_ARTICOLO_.
____________________
COPERTINA
Il servizio di Euronews, l’emittente televisiva multilingue europea con sede a Lione, sull’esposizione “Brasil, Brasil! The Birth of Modernism”. Un movimento artistico che si estende dal 1910 al 1970.
L’esposizione, allestita nelle Main Galleries di Burlington House a Londra e visitabile fino al 21 aprile 2025, è organizzata dalla Royal Academy of Arts. Proviene da Berna, dove è stata presentata presso il Zentrum Paul Klee dal 7 settembre 2024 al 5 gennaio 2025.
L’istituzione inglese aveva ospitato, 80 anni fa, nel 1944, un’esposizione sul modernismo brasiliano della prima generazione, che oggi viene coronata con le opere degli artisti successivi.
Visualizza la selezione di opere effettuata da Jackie Wullschläger, Art Critic del “Financial Times”.
Buon giorno e buon inizio settimana.
Oggi, due mostre. La prima, “Brasil, Brasil!”, non proprio dietro l’angolo, ma raggiungibile; la seconda, “Giacomo Puccini Manifesto” è nel centro dello stivale e ci si può arrivare in treno sia dal Tirreno che dall’Adriatico.
____________________
_OBIETTIVO 1_. Elenca tutte le città nominate nell'articolo sulla mostra "Brasil, Brasil!".
I record non hanno alcun legame con l'articolo.
____________________
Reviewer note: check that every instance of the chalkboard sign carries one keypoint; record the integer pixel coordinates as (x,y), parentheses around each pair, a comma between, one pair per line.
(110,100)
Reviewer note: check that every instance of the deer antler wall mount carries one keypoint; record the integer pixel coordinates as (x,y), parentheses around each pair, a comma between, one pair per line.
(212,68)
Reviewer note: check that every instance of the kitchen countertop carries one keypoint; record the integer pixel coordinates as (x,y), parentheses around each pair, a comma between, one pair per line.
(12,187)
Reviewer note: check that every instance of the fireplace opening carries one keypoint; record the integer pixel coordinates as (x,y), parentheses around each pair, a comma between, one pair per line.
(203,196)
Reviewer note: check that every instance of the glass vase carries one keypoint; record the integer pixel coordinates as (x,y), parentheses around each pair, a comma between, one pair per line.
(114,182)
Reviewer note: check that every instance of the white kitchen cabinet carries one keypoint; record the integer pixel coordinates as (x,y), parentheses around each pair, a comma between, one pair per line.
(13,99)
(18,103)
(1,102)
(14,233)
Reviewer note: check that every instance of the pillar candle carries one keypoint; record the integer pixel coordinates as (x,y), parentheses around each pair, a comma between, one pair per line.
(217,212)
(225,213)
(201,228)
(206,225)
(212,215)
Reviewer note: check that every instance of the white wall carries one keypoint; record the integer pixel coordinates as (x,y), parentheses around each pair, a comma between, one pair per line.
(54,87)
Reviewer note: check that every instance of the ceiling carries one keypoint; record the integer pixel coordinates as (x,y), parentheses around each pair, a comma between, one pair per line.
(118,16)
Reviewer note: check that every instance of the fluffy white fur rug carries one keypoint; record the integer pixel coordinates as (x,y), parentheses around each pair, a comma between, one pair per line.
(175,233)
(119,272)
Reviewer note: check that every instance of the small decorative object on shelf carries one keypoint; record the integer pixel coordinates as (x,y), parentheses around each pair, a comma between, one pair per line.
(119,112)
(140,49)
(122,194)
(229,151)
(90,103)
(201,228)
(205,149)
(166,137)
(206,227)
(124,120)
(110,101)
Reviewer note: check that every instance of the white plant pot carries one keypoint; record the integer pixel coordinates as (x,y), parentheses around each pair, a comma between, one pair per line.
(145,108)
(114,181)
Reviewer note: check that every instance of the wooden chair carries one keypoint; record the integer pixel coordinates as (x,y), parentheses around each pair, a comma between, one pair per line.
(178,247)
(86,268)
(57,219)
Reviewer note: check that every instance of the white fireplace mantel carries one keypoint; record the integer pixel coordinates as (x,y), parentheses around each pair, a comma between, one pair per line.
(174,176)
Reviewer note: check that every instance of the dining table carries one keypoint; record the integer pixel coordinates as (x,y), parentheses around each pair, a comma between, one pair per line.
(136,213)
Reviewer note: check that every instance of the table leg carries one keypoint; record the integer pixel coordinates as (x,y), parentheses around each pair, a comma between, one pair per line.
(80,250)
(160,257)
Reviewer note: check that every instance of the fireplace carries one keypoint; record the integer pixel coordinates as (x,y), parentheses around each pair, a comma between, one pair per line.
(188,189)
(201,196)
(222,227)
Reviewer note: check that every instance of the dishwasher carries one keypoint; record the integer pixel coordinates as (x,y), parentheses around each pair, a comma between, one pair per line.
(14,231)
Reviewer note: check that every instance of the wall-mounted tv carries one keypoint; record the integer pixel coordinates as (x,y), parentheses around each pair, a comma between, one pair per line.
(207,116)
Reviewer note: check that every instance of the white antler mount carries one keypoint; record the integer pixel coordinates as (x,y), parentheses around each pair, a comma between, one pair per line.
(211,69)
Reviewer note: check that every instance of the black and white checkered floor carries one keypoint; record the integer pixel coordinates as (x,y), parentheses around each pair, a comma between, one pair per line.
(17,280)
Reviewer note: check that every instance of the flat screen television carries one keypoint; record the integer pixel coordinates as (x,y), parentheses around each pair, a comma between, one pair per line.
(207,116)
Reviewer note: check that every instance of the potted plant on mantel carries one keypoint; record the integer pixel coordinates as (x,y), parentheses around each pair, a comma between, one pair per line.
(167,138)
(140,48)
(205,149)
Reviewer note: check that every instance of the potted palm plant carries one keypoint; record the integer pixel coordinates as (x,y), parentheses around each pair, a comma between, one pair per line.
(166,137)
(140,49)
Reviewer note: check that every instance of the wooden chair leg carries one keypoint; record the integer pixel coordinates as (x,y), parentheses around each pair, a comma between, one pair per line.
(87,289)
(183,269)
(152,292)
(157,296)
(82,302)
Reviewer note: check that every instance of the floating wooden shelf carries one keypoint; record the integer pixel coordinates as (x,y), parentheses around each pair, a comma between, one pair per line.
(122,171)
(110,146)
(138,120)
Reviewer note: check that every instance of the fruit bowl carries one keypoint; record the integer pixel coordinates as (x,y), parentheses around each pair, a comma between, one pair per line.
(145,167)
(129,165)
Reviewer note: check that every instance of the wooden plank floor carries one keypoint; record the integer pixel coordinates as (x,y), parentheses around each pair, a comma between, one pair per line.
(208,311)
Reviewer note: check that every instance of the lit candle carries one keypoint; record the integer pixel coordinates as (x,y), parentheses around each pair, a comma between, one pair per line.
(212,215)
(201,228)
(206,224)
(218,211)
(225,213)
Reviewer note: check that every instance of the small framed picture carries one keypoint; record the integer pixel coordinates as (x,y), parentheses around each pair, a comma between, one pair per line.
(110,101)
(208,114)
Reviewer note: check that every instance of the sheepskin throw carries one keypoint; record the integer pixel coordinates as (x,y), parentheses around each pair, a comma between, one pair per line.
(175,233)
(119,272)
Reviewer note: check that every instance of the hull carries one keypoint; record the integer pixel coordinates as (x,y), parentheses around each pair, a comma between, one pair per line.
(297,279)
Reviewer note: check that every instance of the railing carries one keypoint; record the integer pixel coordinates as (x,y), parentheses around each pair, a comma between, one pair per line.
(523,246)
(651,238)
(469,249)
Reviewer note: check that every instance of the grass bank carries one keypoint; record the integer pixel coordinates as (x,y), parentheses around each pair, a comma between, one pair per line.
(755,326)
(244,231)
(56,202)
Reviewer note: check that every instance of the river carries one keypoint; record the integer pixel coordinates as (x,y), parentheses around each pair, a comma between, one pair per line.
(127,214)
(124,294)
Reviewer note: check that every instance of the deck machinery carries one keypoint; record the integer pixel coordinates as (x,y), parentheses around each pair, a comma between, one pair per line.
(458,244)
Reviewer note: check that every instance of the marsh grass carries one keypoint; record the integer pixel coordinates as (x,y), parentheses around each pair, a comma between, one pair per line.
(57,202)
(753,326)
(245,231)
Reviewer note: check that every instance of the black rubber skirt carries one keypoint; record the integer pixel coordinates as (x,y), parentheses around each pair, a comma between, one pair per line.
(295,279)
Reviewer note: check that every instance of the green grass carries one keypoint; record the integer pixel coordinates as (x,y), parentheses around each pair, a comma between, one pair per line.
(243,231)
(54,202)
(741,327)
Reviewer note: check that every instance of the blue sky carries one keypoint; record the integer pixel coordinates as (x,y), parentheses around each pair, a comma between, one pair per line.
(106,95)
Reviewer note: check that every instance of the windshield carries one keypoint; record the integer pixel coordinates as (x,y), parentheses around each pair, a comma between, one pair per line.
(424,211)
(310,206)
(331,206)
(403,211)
____________________
_OBIETTIVO 2_. Riporta ogni riga dei record che contiene la stringa "mantel", distinguendo tra maiuscole e minuscole.

_RISPOSTA ESERCIZIO 1_.
Lione
Londra
Berna

_RISPOSTA ESERCIZIO 2_.
Reviewer note: check that every instance of the white fireplace mantel carries one keypoint; record the integer pixel coordinates as (x,y), parentheses around each pair, a comma between, one pair per line.
Reviewer note: check that every instance of the potted plant on mantel carries one keypoint; record the integer pixel coordinates as (x,y), parentheses around each pair, a comma between, one pair per line.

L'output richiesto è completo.